__WHAT THE TASK REQUIRES__: Print the data that follows, exactly and completely.

__EXTRACTED ENTRIES__:
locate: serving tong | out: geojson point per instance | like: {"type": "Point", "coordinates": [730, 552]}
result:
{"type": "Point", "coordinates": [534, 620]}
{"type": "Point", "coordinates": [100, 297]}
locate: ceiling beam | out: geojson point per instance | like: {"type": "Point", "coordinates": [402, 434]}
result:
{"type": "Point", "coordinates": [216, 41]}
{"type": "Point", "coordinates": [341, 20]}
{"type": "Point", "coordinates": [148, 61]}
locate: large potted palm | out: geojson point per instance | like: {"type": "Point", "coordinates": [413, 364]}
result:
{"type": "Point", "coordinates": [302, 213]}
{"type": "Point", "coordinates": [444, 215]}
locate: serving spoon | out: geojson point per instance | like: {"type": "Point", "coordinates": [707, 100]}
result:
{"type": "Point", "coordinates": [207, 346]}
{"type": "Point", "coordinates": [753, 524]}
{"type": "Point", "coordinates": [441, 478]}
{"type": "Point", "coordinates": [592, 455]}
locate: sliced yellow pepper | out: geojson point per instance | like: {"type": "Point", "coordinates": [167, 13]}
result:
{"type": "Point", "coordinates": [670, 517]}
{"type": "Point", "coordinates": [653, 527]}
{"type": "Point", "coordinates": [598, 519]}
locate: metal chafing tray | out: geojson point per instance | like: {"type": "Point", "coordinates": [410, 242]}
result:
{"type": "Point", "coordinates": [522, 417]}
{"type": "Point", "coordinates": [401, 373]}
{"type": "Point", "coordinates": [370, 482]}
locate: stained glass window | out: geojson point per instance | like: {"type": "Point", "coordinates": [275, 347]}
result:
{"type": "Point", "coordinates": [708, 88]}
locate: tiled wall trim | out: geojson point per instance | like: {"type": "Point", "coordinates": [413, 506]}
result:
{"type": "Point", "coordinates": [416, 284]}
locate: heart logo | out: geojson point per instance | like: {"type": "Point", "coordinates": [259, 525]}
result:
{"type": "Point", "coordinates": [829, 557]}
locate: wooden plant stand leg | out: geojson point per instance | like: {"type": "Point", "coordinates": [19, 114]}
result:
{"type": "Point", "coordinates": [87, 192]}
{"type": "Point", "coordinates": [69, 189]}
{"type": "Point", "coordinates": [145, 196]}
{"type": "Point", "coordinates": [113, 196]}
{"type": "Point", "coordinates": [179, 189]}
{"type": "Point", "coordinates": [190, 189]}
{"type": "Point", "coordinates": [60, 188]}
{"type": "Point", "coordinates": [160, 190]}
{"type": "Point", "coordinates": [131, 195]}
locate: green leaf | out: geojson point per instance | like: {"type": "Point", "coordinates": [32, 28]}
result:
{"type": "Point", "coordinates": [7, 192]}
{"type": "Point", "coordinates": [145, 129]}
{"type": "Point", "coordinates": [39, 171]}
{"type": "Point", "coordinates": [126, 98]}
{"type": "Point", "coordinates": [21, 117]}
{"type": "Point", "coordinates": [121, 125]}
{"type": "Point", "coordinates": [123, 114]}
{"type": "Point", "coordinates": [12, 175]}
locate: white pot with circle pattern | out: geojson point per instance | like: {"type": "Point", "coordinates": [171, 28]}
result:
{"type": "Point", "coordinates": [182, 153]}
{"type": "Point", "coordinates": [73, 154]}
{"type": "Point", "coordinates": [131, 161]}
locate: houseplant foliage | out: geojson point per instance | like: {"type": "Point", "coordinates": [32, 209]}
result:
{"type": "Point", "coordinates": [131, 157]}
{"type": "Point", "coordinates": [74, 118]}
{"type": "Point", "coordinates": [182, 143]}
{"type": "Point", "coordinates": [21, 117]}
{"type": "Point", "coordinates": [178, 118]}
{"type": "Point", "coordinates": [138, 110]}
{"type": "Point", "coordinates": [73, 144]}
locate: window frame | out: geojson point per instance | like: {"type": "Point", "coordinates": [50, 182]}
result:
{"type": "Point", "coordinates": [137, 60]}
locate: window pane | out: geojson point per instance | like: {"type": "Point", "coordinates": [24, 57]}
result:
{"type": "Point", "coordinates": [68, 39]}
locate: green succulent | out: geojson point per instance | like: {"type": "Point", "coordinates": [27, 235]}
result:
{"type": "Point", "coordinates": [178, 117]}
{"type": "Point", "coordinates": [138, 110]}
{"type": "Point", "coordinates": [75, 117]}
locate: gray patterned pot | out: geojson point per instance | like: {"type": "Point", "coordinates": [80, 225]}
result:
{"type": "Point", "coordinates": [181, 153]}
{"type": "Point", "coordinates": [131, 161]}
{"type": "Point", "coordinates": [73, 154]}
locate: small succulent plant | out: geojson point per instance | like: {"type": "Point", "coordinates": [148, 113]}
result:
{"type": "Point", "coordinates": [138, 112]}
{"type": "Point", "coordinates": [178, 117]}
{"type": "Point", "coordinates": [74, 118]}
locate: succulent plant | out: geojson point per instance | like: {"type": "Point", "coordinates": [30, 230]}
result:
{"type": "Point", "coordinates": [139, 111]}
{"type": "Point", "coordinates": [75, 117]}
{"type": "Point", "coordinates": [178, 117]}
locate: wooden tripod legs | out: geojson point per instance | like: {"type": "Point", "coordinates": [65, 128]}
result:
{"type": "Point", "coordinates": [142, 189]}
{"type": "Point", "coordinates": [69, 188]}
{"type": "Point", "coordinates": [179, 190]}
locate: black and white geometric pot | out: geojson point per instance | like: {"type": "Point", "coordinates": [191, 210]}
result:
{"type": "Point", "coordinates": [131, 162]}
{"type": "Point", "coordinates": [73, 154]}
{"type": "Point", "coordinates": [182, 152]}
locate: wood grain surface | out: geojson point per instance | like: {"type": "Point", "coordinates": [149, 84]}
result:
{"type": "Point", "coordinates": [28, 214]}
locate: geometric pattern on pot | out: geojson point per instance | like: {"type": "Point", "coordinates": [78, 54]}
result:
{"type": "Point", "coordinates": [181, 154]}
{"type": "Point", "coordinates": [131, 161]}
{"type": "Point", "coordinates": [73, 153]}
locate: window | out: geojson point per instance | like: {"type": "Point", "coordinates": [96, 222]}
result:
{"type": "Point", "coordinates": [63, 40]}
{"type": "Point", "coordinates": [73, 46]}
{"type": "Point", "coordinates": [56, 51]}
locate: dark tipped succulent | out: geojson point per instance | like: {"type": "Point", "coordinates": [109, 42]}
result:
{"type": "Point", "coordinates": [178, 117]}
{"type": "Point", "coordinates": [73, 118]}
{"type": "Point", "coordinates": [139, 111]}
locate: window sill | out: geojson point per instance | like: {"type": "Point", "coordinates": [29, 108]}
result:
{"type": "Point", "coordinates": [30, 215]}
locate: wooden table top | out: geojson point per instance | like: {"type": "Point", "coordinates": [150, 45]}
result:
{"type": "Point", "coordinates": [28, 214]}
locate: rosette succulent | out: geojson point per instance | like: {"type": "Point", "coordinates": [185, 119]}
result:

__EXERCISE SOLUTION__:
locate: serving tong | out: geojson point per instance | like: {"type": "Point", "coordinates": [730, 552]}
result:
{"type": "Point", "coordinates": [534, 620]}
{"type": "Point", "coordinates": [100, 297]}
locate: ceiling beam | out: geojson point per instance | like: {"type": "Point", "coordinates": [402, 434]}
result:
{"type": "Point", "coordinates": [216, 41]}
{"type": "Point", "coordinates": [341, 20]}
{"type": "Point", "coordinates": [148, 61]}
locate: large potted palm | out: geojson point per instance | like: {"type": "Point", "coordinates": [413, 364]}
result:
{"type": "Point", "coordinates": [302, 213]}
{"type": "Point", "coordinates": [444, 215]}
locate: serving spoon | out: geojson point per instance | like: {"type": "Point", "coordinates": [707, 100]}
result:
{"type": "Point", "coordinates": [207, 346]}
{"type": "Point", "coordinates": [753, 524]}
{"type": "Point", "coordinates": [441, 478]}
{"type": "Point", "coordinates": [592, 455]}
locate: sliced yellow pepper | out: geojson point per instance | like: {"type": "Point", "coordinates": [167, 13]}
result:
{"type": "Point", "coordinates": [670, 517]}
{"type": "Point", "coordinates": [653, 527]}
{"type": "Point", "coordinates": [598, 519]}
locate: metal chafing tray | out: geojson point per instance | like: {"type": "Point", "coordinates": [410, 242]}
result:
{"type": "Point", "coordinates": [522, 417]}
{"type": "Point", "coordinates": [401, 373]}
{"type": "Point", "coordinates": [370, 482]}
locate: stained glass window | out: geojson point per instance | like: {"type": "Point", "coordinates": [275, 347]}
result:
{"type": "Point", "coordinates": [708, 88]}
locate: tiled wall trim | out: geojson point per instance | like: {"type": "Point", "coordinates": [413, 506]}
result:
{"type": "Point", "coordinates": [416, 284]}
locate: heart logo | out: geojson point per instance | like: {"type": "Point", "coordinates": [259, 525]}
result:
{"type": "Point", "coordinates": [829, 557]}
locate: wooden plant stand leg | out: geojson point per instance | like: {"type": "Point", "coordinates": [19, 114]}
result:
{"type": "Point", "coordinates": [87, 192]}
{"type": "Point", "coordinates": [69, 189]}
{"type": "Point", "coordinates": [145, 196]}
{"type": "Point", "coordinates": [113, 196]}
{"type": "Point", "coordinates": [179, 189]}
{"type": "Point", "coordinates": [190, 189]}
{"type": "Point", "coordinates": [60, 188]}
{"type": "Point", "coordinates": [160, 190]}
{"type": "Point", "coordinates": [131, 195]}
locate: green leaf | out: geojson point per instance | like: {"type": "Point", "coordinates": [32, 28]}
result:
{"type": "Point", "coordinates": [7, 192]}
{"type": "Point", "coordinates": [145, 129]}
{"type": "Point", "coordinates": [39, 171]}
{"type": "Point", "coordinates": [126, 98]}
{"type": "Point", "coordinates": [21, 117]}
{"type": "Point", "coordinates": [121, 125]}
{"type": "Point", "coordinates": [123, 114]}
{"type": "Point", "coordinates": [12, 175]}
locate: white pot with circle pattern | out: geojson point per instance | like: {"type": "Point", "coordinates": [171, 28]}
result:
{"type": "Point", "coordinates": [182, 153]}
{"type": "Point", "coordinates": [73, 154]}
{"type": "Point", "coordinates": [131, 161]}
locate: houseplant foliage | out: geojson point per instance | like: {"type": "Point", "coordinates": [32, 209]}
result:
{"type": "Point", "coordinates": [131, 157]}
{"type": "Point", "coordinates": [74, 118]}
{"type": "Point", "coordinates": [182, 143]}
{"type": "Point", "coordinates": [21, 117]}
{"type": "Point", "coordinates": [178, 118]}
{"type": "Point", "coordinates": [138, 110]}
{"type": "Point", "coordinates": [73, 144]}
locate: window frame | out: geojson point per instance | like: {"type": "Point", "coordinates": [50, 182]}
result:
{"type": "Point", "coordinates": [137, 60]}
locate: window pane | out: geojson point per instance | like: {"type": "Point", "coordinates": [24, 57]}
result:
{"type": "Point", "coordinates": [68, 39]}
locate: green succulent | out: geojson point per instance | like: {"type": "Point", "coordinates": [27, 235]}
result:
{"type": "Point", "coordinates": [178, 117]}
{"type": "Point", "coordinates": [138, 110]}
{"type": "Point", "coordinates": [75, 117]}
locate: gray patterned pot | out: geojson point per instance | like: {"type": "Point", "coordinates": [80, 225]}
result:
{"type": "Point", "coordinates": [181, 153]}
{"type": "Point", "coordinates": [131, 161]}
{"type": "Point", "coordinates": [73, 154]}
locate: small succulent plant | out: geojson point per instance | like: {"type": "Point", "coordinates": [148, 113]}
result:
{"type": "Point", "coordinates": [138, 112]}
{"type": "Point", "coordinates": [178, 117]}
{"type": "Point", "coordinates": [74, 118]}
locate: succulent plant | out: geojson point per instance | like: {"type": "Point", "coordinates": [30, 230]}
result:
{"type": "Point", "coordinates": [139, 111]}
{"type": "Point", "coordinates": [75, 117]}
{"type": "Point", "coordinates": [178, 117]}
locate: wooden tripod legs | out: geojson point per instance | like: {"type": "Point", "coordinates": [65, 128]}
result:
{"type": "Point", "coordinates": [142, 189]}
{"type": "Point", "coordinates": [69, 188]}
{"type": "Point", "coordinates": [179, 190]}
locate: black and white geometric pot | out: geojson point per instance | like: {"type": "Point", "coordinates": [191, 210]}
result:
{"type": "Point", "coordinates": [131, 162]}
{"type": "Point", "coordinates": [73, 154]}
{"type": "Point", "coordinates": [182, 152]}
locate: wood grain surface | out: geojson point per instance | like: {"type": "Point", "coordinates": [149, 84]}
result:
{"type": "Point", "coordinates": [28, 214]}
locate: geometric pattern on pot | out: geojson point per instance | like: {"type": "Point", "coordinates": [78, 54]}
result:
{"type": "Point", "coordinates": [181, 154]}
{"type": "Point", "coordinates": [131, 161]}
{"type": "Point", "coordinates": [73, 153]}
locate: window | out: geojson point per instance | like: {"type": "Point", "coordinates": [96, 222]}
result:
{"type": "Point", "coordinates": [63, 40]}
{"type": "Point", "coordinates": [73, 46]}
{"type": "Point", "coordinates": [56, 51]}
locate: dark tipped succulent | out: geojson point per instance | like: {"type": "Point", "coordinates": [109, 42]}
result:
{"type": "Point", "coordinates": [178, 117]}
{"type": "Point", "coordinates": [73, 118]}
{"type": "Point", "coordinates": [139, 111]}
locate: window sill | out: geojson point per instance | like: {"type": "Point", "coordinates": [29, 108]}
result:
{"type": "Point", "coordinates": [30, 215]}
locate: wooden table top | out: geojson point per instance | like: {"type": "Point", "coordinates": [150, 45]}
result:
{"type": "Point", "coordinates": [28, 214]}
locate: rosette succulent | out: geojson point per instance | like: {"type": "Point", "coordinates": [185, 119]}
result:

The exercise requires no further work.